- Task description -
Answer these questions from the case report:
(a) At four months after surgery, what did the owners report about the tail?
(b) What lined the remnants of the central canal found on histopathology?
(c) What condition did the histopathology confirm?

Citation: Journal of the American Animal Hospital Association 50, 6; 10.5326/JAAHA-MS-6090
Two weeks postoperatively, the incision was healed and the owners reported decreased incidence of urinary incontinence. Physical and neurologic examinations were otherwise unchanged from prior to surgery. Four months postoperatively, the owners reported via telephone only rare incidences of urine dribbling, a tail that was no longer deviated, and no evidence of pain or discomfort at the previous surgical site.
Histopathology of the skin defect and associated tubular structure revealed a segment of spinal cord parenchyma that contained remnants of the central canal lined by cuboidal to columnar cells that resembled ependymal cells. This parenchyma was surrounded by a thin layer of fibrous tissue resembling meninges. Within the spinal cord parenchyma were multiple small capillaries, glial cells, and occasional neurons. This confirmed the presence of a meningomyelocele (Figure 5).

- Extracted information -
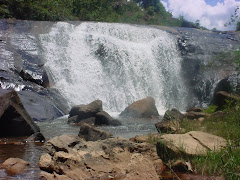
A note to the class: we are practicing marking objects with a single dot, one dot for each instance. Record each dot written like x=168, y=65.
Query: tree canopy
x=125, y=11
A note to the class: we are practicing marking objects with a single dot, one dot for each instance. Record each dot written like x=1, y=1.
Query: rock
x=14, y=119
x=181, y=166
x=36, y=137
x=195, y=109
x=144, y=108
x=74, y=120
x=48, y=176
x=14, y=165
x=174, y=114
x=191, y=143
x=42, y=106
x=112, y=158
x=220, y=99
x=90, y=133
x=195, y=115
x=231, y=84
x=167, y=126
x=86, y=111
x=46, y=163
x=103, y=118
x=145, y=138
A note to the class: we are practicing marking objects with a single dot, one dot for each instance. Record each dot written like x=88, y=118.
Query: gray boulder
x=174, y=114
x=220, y=99
x=90, y=133
x=103, y=118
x=85, y=111
x=144, y=108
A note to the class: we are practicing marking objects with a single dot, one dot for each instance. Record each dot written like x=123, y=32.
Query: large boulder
x=91, y=114
x=86, y=111
x=71, y=157
x=144, y=108
x=221, y=99
x=90, y=133
x=191, y=143
x=14, y=119
x=167, y=126
x=14, y=166
x=103, y=118
x=174, y=114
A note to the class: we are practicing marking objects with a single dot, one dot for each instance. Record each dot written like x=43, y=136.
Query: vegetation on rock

- Answer space -
(a) The tail was no longer deviated.
(b) Cuboidal to columnar cells that resembled ependymal cells.
(c) A meningomyelocele.